▶ _Objective_
Below are several items. Reproduce the lines from the line with "rabbit ear — where?" up to and including the line with "0,122 -> 474,229", without any alteration.

-------- Listed records --------

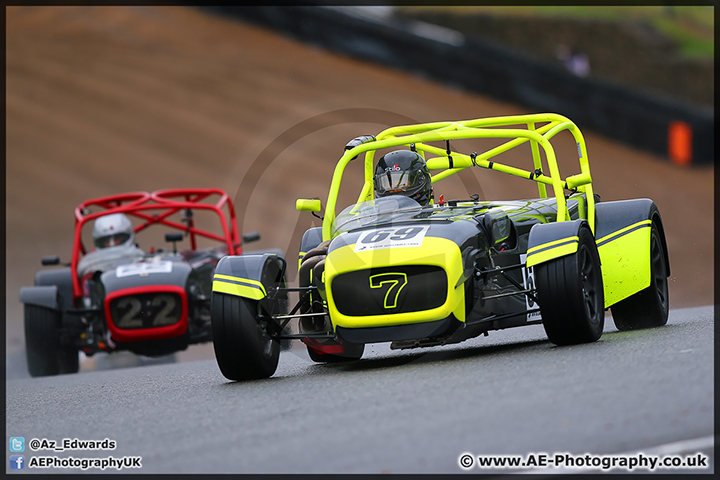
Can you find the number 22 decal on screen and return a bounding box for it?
[370,273,407,310]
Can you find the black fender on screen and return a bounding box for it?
[212,253,287,300]
[526,219,589,268]
[20,285,62,311]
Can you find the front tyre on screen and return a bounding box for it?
[610,222,670,331]
[210,292,280,381]
[25,305,80,377]
[535,226,605,345]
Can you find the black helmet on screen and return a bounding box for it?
[373,150,432,205]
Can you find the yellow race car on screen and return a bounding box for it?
[211,114,670,380]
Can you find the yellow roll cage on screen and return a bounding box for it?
[310,113,595,240]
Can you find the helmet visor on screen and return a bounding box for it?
[374,171,424,195]
[95,233,130,248]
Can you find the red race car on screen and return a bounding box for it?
[20,189,260,377]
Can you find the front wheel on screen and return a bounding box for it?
[210,292,280,380]
[25,305,80,377]
[535,227,605,345]
[610,222,670,331]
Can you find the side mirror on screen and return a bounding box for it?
[295,198,322,212]
[484,213,512,247]
[40,255,60,267]
[243,232,260,243]
[165,232,182,253]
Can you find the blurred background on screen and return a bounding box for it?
[5,6,714,378]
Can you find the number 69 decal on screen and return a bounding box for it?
[355,226,429,252]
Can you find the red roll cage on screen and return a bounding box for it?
[70,188,242,300]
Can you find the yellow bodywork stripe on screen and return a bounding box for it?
[526,236,579,268]
[213,273,267,300]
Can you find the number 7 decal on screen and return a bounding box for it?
[370,273,407,309]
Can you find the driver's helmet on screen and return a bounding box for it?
[373,150,432,206]
[92,213,135,248]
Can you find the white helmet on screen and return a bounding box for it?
[93,213,135,248]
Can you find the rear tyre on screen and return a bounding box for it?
[535,227,605,345]
[610,222,670,331]
[210,292,280,380]
[25,305,80,377]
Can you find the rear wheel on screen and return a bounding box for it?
[25,305,80,377]
[610,222,669,331]
[211,292,280,380]
[535,227,605,345]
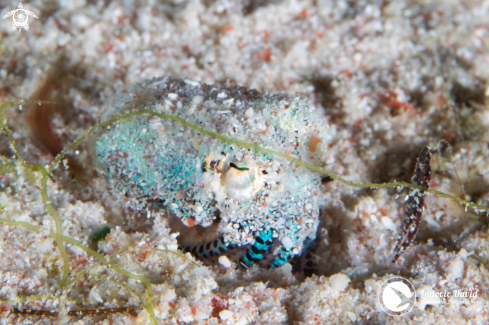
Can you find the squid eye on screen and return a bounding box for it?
[229,163,250,172]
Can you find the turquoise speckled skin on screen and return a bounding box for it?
[93,77,330,267]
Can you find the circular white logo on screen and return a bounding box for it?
[377,276,416,316]
[3,3,37,31]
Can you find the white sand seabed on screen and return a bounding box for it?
[0,0,489,324]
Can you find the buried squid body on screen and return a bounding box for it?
[92,77,330,267]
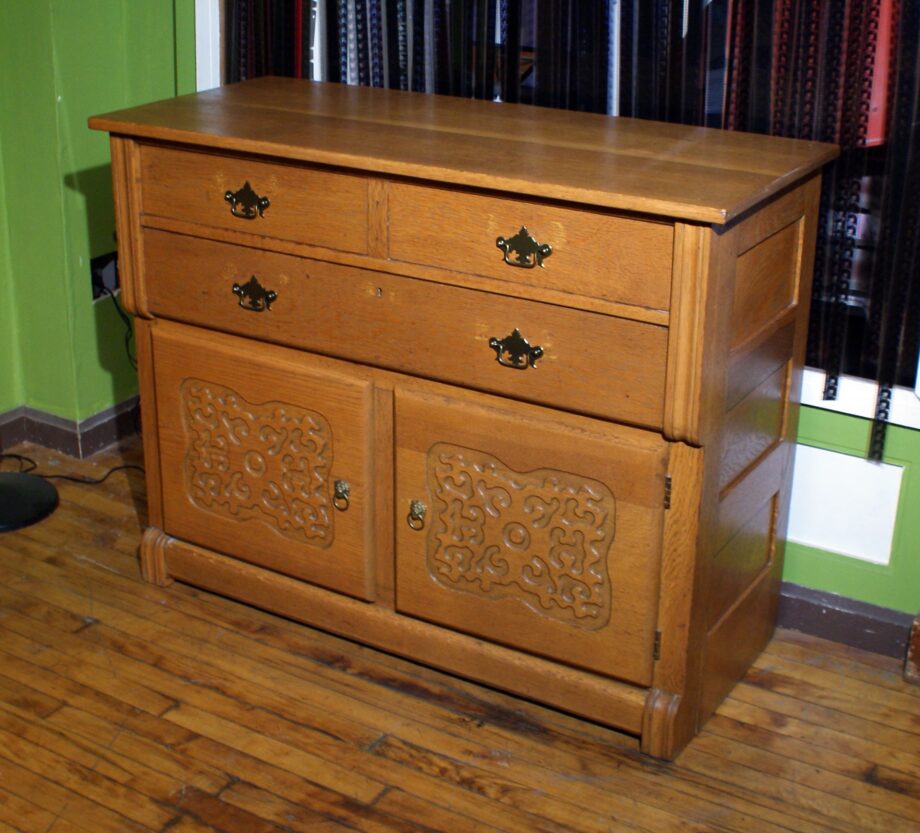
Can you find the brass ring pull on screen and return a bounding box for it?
[233,275,278,312]
[332,480,351,512]
[489,328,543,370]
[224,179,271,220]
[495,226,553,269]
[406,500,428,532]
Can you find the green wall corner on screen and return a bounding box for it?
[0,0,195,421]
[0,133,23,414]
[783,407,920,614]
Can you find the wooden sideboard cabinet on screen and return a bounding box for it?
[90,79,836,758]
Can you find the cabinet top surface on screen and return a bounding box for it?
[90,78,837,224]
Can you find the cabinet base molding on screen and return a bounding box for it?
[149,530,656,736]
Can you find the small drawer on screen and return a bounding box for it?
[144,229,667,428]
[140,145,367,254]
[388,183,674,310]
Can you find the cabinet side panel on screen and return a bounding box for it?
[700,177,820,723]
[109,136,150,318]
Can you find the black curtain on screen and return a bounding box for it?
[226,0,920,459]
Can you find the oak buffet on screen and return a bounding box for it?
[90,79,836,758]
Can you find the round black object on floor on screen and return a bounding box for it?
[0,471,58,532]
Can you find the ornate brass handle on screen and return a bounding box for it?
[224,179,271,220]
[233,275,278,312]
[406,500,428,532]
[495,226,553,269]
[332,480,351,512]
[489,328,543,370]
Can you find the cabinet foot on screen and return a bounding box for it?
[140,527,173,587]
[641,688,686,760]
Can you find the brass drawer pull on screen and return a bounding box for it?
[224,179,271,220]
[233,275,278,312]
[489,328,543,370]
[406,500,428,532]
[495,226,553,269]
[332,480,351,512]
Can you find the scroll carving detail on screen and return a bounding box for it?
[181,379,334,548]
[427,443,616,630]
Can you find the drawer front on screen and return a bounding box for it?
[144,229,667,428]
[396,388,668,685]
[140,145,367,254]
[153,321,374,600]
[388,183,674,309]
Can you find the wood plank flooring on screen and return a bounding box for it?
[0,436,920,833]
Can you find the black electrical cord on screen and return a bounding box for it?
[0,454,144,486]
[102,286,137,370]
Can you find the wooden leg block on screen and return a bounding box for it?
[641,688,692,761]
[904,616,920,685]
[140,527,173,587]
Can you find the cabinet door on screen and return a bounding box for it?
[153,322,373,599]
[396,386,668,685]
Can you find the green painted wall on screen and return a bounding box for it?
[0,134,23,414]
[0,0,194,420]
[783,408,920,614]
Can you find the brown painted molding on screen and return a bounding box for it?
[904,616,920,685]
[777,582,913,659]
[0,396,138,458]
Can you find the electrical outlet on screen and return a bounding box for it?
[89,252,118,301]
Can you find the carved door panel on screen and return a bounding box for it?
[396,387,668,685]
[153,322,374,599]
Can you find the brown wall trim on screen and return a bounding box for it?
[0,396,137,458]
[904,616,920,685]
[777,582,914,659]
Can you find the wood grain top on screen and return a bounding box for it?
[89,78,837,224]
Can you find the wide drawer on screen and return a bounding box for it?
[140,145,367,254]
[387,183,674,310]
[153,322,374,600]
[144,229,667,428]
[395,387,668,685]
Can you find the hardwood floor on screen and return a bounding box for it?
[0,436,920,833]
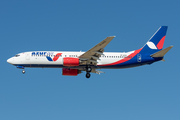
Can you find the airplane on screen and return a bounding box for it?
[7,26,173,78]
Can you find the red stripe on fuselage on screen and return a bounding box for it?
[157,36,166,49]
[99,48,142,66]
[53,53,62,61]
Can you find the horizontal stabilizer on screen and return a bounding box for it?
[151,46,173,57]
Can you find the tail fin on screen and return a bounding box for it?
[141,26,168,54]
[151,46,173,58]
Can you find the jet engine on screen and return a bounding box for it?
[62,68,81,76]
[63,57,79,66]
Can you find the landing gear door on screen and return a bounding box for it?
[137,54,141,62]
[25,53,30,60]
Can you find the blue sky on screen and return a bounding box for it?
[0,0,180,120]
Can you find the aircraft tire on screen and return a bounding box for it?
[86,72,91,78]
[22,70,26,74]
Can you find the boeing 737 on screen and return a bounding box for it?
[7,26,173,78]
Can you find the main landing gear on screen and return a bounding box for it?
[86,66,92,78]
[22,70,26,74]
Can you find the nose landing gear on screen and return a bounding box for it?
[86,72,91,78]
[86,65,92,78]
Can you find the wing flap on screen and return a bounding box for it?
[79,36,115,65]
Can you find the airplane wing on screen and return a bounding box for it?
[79,36,115,65]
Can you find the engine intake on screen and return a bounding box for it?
[62,68,81,76]
[63,57,79,66]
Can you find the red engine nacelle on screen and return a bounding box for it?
[62,68,81,76]
[63,57,79,66]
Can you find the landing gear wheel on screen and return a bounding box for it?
[86,73,91,78]
[86,66,92,72]
[22,70,26,74]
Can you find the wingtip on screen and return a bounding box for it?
[109,36,116,38]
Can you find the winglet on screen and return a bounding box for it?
[151,46,173,58]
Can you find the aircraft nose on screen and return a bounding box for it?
[7,58,13,64]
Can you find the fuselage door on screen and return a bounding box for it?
[25,53,30,60]
[137,54,141,62]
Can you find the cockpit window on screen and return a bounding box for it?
[15,55,20,57]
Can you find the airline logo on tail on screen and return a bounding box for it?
[147,36,166,50]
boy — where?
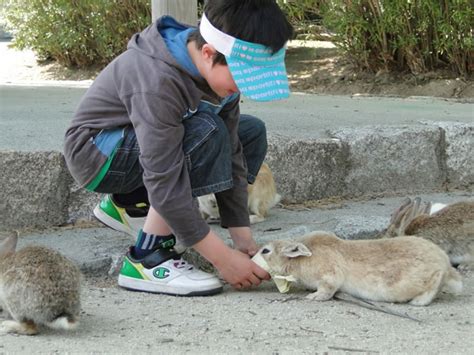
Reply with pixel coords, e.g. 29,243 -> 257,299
64,0 -> 292,296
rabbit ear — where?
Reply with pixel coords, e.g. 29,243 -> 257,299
0,232 -> 18,257
281,242 -> 313,258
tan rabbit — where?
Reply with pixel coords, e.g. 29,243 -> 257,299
0,235 -> 81,335
198,163 -> 281,224
383,198 -> 474,266
258,232 -> 462,306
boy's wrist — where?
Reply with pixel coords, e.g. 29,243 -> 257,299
193,231 -> 231,269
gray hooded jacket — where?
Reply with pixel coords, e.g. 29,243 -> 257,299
64,18 -> 249,246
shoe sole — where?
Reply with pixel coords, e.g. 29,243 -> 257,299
118,275 -> 224,297
93,205 -> 137,237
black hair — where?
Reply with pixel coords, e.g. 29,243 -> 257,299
188,0 -> 293,64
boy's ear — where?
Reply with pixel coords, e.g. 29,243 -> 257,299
201,43 -> 216,60
281,242 -> 313,258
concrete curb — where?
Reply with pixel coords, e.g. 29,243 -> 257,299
0,122 -> 474,229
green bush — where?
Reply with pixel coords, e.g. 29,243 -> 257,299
323,0 -> 474,76
3,0 -> 151,67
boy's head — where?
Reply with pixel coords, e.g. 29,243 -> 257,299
189,0 -> 293,101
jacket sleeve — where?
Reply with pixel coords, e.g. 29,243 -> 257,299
124,85 -> 210,246
216,96 -> 250,227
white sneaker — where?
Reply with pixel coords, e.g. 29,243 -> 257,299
118,249 -> 223,296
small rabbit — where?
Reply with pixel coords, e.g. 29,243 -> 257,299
0,235 -> 81,335
382,198 -> 474,266
198,163 -> 281,224
258,232 -> 462,306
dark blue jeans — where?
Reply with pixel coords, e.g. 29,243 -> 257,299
95,112 -> 267,202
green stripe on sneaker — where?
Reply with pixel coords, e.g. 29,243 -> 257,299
120,257 -> 143,280
100,195 -> 126,224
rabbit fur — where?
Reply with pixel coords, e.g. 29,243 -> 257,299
382,198 -> 474,267
198,163 -> 281,224
259,232 -> 462,306
0,234 -> 82,335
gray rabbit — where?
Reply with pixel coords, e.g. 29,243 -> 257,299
0,234 -> 82,335
381,198 -> 474,266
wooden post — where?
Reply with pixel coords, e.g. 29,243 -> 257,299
151,0 -> 198,26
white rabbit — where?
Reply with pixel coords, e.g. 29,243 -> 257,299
198,163 -> 281,224
0,234 -> 82,335
258,232 -> 462,306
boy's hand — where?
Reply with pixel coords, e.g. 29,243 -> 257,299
193,231 -> 270,289
229,227 -> 259,256
215,248 -> 270,289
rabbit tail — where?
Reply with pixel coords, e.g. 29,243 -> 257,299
443,267 -> 462,294
47,315 -> 79,330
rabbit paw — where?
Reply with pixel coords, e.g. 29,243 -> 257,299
306,290 -> 334,301
0,320 -> 38,335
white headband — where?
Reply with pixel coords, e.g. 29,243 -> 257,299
199,13 -> 236,56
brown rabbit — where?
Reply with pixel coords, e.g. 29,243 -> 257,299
258,232 -> 462,306
0,235 -> 81,335
198,163 -> 281,224
382,198 -> 474,265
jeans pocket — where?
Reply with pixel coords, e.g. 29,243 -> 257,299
183,112 -> 218,155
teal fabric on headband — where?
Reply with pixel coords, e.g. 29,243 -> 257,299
226,39 -> 290,101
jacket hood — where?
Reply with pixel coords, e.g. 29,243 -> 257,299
127,16 -> 193,66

--------

▶ _Correct answer_
rabbit ear — where?
Reply with pixel coords, e.g. 29,243 -> 257,299
0,232 -> 18,257
281,242 -> 313,258
tan rabbit — where?
Reply with pixel coords, e.g. 29,243 -> 257,299
0,235 -> 81,335
198,163 -> 281,224
383,198 -> 474,266
258,232 -> 462,306
boy's wrist — where?
Reply with pixel coords, e.g. 29,243 -> 257,299
193,231 -> 231,269
gray hooded jacket — where?
Reply with pixel coords, e.g. 29,243 -> 257,299
64,18 -> 249,246
shoe sole — where?
Reply with pixel coords, e.g. 29,243 -> 257,299
118,275 -> 224,297
93,205 -> 137,237
black hair — where?
Reply with pixel coords, e.g. 29,243 -> 257,299
188,0 -> 293,64
boy's ear — where?
Reply with pixel coords, e.g. 29,243 -> 257,299
201,43 -> 216,60
281,242 -> 313,258
concrete curb — where?
Reply with pixel coords, e.g. 29,243 -> 257,299
0,122 -> 474,229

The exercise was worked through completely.